Segment Start: DATA FOR REVIEW

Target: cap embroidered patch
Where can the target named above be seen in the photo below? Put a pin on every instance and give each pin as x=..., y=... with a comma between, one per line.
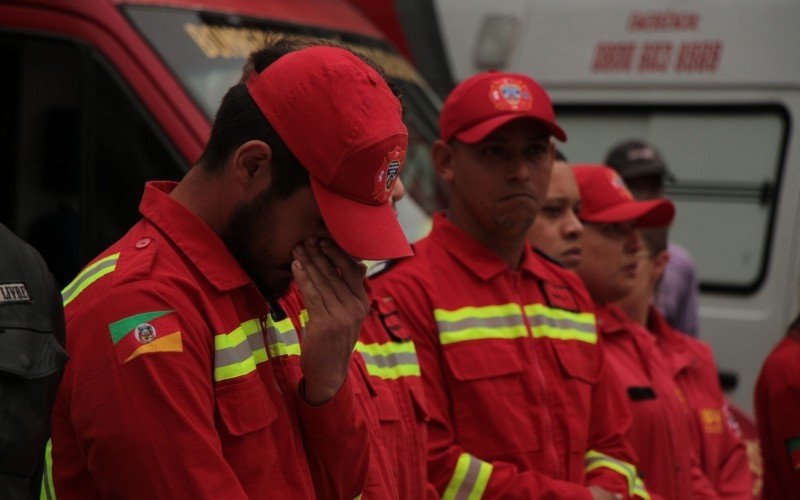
x=14, y=293
x=144, y=333
x=388, y=174
x=793, y=448
x=712, y=420
x=510, y=94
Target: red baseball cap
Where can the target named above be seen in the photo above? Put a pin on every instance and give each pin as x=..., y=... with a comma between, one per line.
x=484, y=102
x=343, y=123
x=605, y=198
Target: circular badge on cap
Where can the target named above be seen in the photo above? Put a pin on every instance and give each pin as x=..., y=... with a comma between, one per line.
x=387, y=175
x=145, y=333
x=510, y=94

Segment End: DATA FOR REVIEW

All of the entries above should be copied exactly, except for the pictures.

Target: cap embroidered patch
Where can the target named above be seen in the photo below? Put a pin on every instance and give each pin as x=..., y=... with a comma between, one per line.
x=14, y=293
x=144, y=333
x=388, y=174
x=793, y=448
x=712, y=420
x=510, y=94
Target: red baseball cap
Where can the target named above be seen in the photo above? Put a pin on every instance and give each pin as x=..., y=... with a comma between, one per line.
x=484, y=102
x=343, y=123
x=605, y=198
Target: circular badge on cap
Where can the target named above be seen in the photo above? Put a pin on every instance and give each pin as x=..., y=... with a comma between, one per line.
x=387, y=175
x=145, y=333
x=510, y=94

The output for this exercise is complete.